* PASSAGE PROVIDED
┌──

I'll admit that I find all of this very interesting. The Christian worldview informs us that every dimension of our lives is laden with meaning and our economic lives are particularly demonstrative of that. But it is very interesting that you've got American corporations deciding that they're not just out to sell a product or perform a service or even to make money and add shareholder value. They're now out on a moral mission. Some on the left, some on the right. Some attracting blue customers; some attracting red customer. Fewer and fewer companies in the middle. I find it really interesting that Chatterji's able to use the examples and we all immediately recognize them. Liberals driving their Priuses and conservatives eating at Cracker Barrel.
Christians at the very least ought to understand that it is identity that's been marketed to us. And often times, sold to us. We got to understand what that means before we buy. While thinking about the importance of these kinds of corporate relationships and CEO activism is a new phenomenon, we ought also to look at a pushback from some unlikely sources.

└──

[Stored dataset items]
┌──

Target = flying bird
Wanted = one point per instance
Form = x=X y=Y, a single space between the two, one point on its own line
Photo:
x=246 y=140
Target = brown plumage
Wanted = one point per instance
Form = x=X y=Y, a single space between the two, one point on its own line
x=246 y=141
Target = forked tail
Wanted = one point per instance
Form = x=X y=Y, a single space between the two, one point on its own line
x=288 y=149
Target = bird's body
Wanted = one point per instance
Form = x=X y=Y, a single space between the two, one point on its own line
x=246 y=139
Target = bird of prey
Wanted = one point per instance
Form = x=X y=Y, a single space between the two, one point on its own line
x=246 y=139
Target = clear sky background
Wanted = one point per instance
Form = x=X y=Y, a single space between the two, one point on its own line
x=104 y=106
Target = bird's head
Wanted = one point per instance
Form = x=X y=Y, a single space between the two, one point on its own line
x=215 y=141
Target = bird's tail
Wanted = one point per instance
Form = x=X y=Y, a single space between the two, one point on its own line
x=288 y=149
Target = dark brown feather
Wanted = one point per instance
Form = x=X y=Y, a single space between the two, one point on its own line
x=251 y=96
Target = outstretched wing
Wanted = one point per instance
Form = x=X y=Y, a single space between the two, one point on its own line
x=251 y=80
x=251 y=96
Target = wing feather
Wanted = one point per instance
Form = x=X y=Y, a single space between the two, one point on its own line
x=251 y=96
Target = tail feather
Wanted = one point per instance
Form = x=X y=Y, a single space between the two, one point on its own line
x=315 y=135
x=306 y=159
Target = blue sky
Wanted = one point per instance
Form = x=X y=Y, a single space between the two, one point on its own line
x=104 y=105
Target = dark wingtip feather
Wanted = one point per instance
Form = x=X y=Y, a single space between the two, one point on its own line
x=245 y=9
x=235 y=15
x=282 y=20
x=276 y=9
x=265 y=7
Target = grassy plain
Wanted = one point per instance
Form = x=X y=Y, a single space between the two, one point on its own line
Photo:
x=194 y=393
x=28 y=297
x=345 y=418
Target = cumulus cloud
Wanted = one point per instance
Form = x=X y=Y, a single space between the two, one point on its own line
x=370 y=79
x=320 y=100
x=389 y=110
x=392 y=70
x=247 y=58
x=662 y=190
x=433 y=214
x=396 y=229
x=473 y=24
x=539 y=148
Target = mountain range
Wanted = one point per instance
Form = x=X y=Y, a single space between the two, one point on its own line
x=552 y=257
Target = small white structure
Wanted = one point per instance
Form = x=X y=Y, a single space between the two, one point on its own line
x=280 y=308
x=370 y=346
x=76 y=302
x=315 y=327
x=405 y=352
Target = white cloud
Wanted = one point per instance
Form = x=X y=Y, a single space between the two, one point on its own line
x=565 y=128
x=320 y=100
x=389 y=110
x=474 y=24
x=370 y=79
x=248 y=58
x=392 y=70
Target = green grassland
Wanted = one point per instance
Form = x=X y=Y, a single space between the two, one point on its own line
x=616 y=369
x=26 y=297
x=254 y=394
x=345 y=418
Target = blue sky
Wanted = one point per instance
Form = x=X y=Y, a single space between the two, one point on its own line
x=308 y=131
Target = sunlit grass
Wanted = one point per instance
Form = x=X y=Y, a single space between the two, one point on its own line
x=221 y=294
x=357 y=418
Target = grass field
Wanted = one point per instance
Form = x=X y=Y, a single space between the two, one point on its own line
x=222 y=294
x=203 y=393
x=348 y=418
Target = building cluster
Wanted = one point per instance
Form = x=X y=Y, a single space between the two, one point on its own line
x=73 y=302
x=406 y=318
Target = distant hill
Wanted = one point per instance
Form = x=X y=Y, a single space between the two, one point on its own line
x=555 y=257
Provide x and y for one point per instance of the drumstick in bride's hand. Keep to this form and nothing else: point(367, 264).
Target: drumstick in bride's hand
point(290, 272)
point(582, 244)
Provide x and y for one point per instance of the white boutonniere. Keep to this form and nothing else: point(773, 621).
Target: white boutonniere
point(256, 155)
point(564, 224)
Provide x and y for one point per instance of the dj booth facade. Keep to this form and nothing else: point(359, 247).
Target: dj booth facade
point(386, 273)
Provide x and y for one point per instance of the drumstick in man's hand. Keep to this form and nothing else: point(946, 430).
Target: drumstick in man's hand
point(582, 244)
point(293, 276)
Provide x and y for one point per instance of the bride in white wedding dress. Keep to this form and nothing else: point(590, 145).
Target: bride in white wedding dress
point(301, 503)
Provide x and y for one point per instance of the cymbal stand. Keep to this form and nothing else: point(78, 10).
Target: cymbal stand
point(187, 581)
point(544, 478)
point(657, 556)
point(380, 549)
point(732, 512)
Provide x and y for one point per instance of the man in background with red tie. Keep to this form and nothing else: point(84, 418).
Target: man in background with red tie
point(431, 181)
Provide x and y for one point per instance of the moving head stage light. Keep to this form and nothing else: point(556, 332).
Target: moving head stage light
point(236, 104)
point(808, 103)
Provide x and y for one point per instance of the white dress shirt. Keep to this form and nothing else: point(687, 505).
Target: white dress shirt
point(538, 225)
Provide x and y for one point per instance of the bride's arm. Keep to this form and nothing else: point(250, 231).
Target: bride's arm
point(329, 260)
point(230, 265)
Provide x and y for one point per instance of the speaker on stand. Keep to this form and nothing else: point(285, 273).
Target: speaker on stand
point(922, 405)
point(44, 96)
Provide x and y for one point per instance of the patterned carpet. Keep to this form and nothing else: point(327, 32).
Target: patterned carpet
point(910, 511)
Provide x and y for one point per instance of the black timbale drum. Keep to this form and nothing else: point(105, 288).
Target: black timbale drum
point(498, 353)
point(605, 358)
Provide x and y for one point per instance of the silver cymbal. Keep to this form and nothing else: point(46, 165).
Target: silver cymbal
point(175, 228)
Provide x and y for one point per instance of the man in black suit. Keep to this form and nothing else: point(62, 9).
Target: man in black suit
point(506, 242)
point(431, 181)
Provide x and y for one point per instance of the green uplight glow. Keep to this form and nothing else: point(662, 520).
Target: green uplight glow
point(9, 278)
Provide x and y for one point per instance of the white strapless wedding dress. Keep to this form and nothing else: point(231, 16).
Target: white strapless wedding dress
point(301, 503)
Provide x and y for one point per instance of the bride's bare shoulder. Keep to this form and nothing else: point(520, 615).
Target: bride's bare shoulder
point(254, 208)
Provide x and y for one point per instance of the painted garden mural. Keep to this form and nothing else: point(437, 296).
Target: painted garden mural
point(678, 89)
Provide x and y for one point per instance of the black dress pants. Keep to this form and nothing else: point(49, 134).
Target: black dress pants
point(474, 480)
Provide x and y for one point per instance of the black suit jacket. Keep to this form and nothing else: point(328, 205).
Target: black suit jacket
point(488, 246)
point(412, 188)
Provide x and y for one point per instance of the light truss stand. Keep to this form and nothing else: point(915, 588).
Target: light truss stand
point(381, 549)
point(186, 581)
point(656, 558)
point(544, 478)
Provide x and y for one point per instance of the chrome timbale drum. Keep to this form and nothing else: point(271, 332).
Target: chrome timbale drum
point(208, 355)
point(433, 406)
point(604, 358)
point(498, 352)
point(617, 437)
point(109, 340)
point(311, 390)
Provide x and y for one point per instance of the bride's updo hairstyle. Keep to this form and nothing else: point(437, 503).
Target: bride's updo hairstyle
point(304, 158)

└──
┌──

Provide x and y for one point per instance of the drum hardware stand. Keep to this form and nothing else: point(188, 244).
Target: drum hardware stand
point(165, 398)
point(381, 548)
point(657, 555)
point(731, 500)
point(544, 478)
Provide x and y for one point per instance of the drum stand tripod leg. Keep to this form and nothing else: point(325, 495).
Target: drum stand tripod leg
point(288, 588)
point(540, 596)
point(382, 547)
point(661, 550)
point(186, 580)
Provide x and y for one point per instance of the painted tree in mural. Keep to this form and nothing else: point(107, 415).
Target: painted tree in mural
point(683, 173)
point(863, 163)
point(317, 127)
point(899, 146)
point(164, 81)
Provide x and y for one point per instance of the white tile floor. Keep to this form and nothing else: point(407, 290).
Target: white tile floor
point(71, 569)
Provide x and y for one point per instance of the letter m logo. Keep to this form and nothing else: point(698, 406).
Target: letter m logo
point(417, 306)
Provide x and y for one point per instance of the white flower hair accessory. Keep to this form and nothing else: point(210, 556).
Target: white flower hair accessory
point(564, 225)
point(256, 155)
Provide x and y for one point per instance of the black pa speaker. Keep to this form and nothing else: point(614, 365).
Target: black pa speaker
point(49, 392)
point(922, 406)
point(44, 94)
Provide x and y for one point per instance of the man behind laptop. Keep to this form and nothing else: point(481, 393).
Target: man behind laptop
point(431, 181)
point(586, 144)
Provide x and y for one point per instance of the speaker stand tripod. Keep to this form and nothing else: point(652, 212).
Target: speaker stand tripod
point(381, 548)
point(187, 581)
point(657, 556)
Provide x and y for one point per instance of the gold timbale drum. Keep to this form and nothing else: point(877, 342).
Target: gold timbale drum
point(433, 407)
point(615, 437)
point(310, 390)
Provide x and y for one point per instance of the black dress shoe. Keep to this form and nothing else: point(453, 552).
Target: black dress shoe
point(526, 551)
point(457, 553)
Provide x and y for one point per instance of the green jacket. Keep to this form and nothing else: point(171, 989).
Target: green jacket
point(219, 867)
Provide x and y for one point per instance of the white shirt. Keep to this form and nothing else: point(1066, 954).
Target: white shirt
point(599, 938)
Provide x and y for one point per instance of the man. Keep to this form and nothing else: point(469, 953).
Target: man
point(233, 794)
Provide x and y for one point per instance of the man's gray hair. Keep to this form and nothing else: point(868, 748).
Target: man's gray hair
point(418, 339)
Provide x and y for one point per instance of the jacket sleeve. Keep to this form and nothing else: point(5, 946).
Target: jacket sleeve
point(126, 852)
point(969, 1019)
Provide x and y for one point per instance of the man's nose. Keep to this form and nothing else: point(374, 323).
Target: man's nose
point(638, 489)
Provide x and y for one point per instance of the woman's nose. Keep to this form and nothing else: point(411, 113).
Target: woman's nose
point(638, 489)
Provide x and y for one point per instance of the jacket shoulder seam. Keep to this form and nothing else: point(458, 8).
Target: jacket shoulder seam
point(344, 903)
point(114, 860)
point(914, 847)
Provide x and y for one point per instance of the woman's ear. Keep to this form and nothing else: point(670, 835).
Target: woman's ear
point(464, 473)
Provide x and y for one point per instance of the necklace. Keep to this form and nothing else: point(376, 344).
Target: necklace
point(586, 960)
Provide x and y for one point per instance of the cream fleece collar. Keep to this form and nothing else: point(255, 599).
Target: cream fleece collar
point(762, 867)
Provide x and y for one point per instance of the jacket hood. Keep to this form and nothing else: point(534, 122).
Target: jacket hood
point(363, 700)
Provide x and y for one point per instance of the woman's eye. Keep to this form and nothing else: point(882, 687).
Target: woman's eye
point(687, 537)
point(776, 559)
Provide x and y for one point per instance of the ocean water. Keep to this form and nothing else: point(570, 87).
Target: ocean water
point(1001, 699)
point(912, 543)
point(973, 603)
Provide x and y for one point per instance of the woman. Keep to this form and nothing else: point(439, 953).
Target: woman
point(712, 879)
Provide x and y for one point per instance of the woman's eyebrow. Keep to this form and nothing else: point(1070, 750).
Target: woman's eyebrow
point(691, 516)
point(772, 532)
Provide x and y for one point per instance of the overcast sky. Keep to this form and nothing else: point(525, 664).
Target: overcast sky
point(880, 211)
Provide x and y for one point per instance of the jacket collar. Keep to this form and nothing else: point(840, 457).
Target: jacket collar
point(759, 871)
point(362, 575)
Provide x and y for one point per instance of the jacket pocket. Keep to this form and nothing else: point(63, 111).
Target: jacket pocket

└──
┌──

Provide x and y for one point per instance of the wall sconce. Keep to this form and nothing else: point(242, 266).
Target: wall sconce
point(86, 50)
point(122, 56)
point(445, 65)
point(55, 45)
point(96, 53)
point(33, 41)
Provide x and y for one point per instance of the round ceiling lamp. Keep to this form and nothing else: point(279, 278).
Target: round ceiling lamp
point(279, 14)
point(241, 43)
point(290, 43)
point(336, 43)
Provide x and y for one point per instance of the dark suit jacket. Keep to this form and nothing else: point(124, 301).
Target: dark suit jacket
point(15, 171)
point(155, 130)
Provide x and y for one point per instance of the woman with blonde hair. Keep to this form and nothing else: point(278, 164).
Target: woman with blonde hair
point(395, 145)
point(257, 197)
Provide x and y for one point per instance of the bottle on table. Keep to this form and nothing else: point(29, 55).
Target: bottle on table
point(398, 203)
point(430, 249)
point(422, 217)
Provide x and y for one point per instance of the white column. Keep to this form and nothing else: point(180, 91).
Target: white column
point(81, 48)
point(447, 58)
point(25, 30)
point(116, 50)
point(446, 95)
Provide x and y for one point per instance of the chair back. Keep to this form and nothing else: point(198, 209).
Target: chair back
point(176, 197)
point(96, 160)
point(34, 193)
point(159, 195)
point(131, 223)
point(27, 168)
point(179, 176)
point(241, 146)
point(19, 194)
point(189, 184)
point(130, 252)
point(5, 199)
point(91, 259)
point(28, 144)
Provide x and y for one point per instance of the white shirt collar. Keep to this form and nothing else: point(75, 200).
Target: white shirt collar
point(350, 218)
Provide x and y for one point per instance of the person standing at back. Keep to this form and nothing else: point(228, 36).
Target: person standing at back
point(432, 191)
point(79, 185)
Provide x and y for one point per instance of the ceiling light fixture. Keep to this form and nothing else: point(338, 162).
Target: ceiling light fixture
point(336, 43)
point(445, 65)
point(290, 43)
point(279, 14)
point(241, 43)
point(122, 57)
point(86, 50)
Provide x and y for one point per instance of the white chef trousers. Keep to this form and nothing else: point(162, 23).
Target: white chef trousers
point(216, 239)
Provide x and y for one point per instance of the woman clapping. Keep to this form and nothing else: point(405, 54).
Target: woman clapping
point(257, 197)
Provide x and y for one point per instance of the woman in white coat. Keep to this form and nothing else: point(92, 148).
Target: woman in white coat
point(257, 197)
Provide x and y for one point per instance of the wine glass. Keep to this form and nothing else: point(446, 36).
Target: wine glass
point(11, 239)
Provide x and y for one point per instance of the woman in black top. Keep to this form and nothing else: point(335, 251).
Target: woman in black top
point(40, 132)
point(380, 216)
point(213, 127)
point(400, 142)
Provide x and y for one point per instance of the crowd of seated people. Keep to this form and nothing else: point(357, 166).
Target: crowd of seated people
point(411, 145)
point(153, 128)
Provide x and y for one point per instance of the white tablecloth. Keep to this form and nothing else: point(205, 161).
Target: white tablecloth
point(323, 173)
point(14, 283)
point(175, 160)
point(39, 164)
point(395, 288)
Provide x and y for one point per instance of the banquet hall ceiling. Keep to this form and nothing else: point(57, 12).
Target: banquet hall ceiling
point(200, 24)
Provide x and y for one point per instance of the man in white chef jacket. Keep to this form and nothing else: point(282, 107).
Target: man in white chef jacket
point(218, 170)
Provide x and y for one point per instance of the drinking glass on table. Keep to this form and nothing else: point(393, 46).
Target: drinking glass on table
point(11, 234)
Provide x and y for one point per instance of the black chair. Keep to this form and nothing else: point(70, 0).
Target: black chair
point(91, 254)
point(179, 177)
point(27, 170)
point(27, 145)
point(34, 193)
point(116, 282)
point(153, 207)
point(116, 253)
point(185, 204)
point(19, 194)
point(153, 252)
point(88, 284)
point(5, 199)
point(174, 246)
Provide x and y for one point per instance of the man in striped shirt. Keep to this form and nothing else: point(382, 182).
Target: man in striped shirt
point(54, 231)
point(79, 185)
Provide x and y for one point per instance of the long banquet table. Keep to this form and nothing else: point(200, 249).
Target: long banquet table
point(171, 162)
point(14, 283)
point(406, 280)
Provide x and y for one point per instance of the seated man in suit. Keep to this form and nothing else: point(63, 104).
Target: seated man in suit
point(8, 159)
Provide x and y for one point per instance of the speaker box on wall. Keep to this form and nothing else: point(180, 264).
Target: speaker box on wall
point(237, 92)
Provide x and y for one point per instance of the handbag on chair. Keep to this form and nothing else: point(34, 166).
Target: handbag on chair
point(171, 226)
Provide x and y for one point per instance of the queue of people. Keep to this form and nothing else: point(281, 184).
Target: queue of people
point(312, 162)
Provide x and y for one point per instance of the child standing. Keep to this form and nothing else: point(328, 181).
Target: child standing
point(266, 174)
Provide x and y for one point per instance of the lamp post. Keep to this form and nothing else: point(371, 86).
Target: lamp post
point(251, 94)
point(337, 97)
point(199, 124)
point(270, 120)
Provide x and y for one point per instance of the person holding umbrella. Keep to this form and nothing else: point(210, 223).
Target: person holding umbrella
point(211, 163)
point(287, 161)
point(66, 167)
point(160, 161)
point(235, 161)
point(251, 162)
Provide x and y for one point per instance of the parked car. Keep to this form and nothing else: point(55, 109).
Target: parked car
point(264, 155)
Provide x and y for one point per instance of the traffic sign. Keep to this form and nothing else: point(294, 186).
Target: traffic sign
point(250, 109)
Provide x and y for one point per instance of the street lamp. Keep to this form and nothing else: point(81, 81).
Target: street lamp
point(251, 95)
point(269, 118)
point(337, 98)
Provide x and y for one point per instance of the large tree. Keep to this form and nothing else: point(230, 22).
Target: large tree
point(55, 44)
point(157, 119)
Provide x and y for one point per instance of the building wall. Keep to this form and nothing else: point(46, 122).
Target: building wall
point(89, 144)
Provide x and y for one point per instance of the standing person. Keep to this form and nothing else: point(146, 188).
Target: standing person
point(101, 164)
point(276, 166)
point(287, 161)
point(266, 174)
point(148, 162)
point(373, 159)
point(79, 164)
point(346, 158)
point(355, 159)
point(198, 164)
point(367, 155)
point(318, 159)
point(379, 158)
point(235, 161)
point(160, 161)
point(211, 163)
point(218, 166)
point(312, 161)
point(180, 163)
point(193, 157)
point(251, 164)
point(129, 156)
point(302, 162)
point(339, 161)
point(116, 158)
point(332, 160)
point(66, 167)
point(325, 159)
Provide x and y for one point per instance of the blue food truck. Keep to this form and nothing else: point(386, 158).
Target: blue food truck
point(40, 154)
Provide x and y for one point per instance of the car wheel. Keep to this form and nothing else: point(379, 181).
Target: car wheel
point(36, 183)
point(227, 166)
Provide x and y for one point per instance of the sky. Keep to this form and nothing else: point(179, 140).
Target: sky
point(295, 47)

└──

* EXERCISE A
In the passage on corporate activism, what two examples does Chatterji use that everyone immediately recognizes?
* EXERCISE B
Reproduce the part of the passage on corporate activism starting with "Christians at the" and going on through "some unlikely sources.".

* FINAL ANSWER A
Liberals driving their Priuses and conservatives eating at Cracker Barrel.

* FINAL ANSWER B
Christians at the very least ought to understand that it is identity that's been marketed to us. And often times, sold to us. We got to understand what that means before we buy. While thinking about the importance of these kinds of corporate relationships and CEO activism is a new phenomenon, we ought also to look at a pushback from some unlikely sources.